Rewrite the boiler campaign text from "With respect to the" to "(see Table 6).", putting "quartz sand" in place of "silica sand".

• [DOCUMENT TEXT]
begin
A positive effect of up to 30% reduction of NO have previously been reported in an OCAC campaign with partial substitution of sand with ilmenite [10]. However, similar effects have not been seen in subsequent campaigns with ilmenite and manganese ore [14]. Instead, the use of oxygen-carrying bed material typically has resulted in a modest increase in NO emissions, to a similar degree as is reported for LD-slag here. This is not unexpected, since the presence of an oxygen carrier should increase the availability of oxygen in the boiler, which in turn could be expected to result in higher NO emissions.

3.8. Observations with Respect to General Operability

Over the entire course of the experimental campaign, no issues related to general operability were encountered. All practical moments, such as handling by pressure discharge truck, pneumatic transport, filling up of the material silo and removal of bottom ash with ash screw worked flawlessly. There were no tendencies towards sintering and no agglomerations were found. This was despite the rather high temperature used, with the target temperature in the bed being 840–870 °C. This is near the maximum temperature for biomass combustion in a fluidized bed with silica sand as the bed material. The results of the dedicated agglomeration tests in lab reactor can be found in Table 5 below:
It can be concluded that both practical operation of the boiler and dedicated agglomeration tests suggest that LD-slag has lower tendency towards sintering than silica sand. The slag/sand mixture eventually agglomerated in dedicated tests, but nevertheless performed adequately well with no signs of problems below 1000 °C.
With respect to the generation of fly ash and bed material attrition, a simplistic but nonetheless illustrative comparison between LD-slag and silica sand have been performed. Basically, two representative 24 h periods with similar operational conditions, one for 100% LD-slag and one for 100% silica sand, were selected and compared to each other (see Table 6).
end
• [GIVEN RECORDS]
begin
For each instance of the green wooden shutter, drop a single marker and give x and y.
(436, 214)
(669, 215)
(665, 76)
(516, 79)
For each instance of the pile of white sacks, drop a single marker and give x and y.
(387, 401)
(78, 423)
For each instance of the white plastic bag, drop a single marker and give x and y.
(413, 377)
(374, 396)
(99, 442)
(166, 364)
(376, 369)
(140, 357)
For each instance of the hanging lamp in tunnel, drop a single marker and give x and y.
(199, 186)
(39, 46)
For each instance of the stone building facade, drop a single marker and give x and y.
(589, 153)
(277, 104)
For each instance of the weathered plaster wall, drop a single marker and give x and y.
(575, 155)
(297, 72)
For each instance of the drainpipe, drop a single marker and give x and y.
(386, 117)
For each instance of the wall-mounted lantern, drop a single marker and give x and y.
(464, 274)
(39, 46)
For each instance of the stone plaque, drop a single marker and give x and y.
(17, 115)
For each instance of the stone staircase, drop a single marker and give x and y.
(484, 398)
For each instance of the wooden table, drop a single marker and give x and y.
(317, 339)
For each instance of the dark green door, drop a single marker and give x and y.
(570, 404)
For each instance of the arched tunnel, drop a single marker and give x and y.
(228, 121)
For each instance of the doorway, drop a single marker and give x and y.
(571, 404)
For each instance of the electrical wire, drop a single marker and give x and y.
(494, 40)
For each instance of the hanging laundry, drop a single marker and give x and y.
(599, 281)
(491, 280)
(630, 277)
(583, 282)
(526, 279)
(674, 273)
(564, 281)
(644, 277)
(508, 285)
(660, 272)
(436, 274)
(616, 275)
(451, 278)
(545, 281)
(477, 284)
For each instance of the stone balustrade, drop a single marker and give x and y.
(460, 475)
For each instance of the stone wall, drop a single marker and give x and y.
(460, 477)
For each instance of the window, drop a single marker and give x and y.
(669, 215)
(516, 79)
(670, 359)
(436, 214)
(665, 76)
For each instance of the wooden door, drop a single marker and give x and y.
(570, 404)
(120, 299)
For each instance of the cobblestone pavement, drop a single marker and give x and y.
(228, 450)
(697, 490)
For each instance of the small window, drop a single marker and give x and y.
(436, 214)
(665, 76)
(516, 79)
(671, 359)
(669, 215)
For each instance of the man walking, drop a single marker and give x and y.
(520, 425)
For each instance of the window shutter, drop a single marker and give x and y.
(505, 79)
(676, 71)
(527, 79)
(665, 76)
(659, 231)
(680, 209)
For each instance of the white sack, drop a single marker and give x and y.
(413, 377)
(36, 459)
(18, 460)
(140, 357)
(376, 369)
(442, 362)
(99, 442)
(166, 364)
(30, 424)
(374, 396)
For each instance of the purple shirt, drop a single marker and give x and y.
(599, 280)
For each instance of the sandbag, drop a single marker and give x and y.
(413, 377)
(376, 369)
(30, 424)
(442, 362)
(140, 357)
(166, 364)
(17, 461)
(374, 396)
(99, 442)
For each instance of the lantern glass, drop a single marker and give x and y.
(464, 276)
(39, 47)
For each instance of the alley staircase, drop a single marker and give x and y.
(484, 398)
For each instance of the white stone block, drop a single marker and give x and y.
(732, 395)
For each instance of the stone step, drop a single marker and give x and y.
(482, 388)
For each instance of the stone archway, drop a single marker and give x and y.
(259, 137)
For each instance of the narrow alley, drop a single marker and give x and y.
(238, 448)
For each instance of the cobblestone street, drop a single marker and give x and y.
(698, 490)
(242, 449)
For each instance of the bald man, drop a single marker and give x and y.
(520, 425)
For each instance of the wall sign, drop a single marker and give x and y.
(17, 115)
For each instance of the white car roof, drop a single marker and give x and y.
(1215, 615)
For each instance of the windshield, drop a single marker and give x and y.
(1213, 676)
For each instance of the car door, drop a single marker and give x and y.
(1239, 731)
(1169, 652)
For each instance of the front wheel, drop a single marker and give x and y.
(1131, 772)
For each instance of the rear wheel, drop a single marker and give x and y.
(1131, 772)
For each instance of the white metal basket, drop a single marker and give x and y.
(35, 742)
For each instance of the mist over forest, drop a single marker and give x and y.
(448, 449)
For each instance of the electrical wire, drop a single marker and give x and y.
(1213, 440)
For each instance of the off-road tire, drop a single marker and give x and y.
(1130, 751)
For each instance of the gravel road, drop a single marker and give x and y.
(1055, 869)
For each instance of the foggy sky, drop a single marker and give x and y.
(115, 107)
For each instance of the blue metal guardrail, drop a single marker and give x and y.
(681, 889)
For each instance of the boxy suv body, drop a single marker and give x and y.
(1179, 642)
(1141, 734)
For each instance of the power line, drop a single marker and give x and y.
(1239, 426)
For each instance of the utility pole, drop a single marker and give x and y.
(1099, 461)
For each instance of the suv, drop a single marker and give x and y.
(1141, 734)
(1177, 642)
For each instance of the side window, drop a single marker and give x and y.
end
• [ANSWER BELOW]
With respect to the generation of fly ash and bed material attrition, a simplistic but nonetheless illustrative comparison between LD-slag and quartz sand have been performed. Basically, two representative 24 h periods with similar operational conditions, one for 100% LD-slag and one for 100% quartz sand, were selected and compared to each other (see Table 6).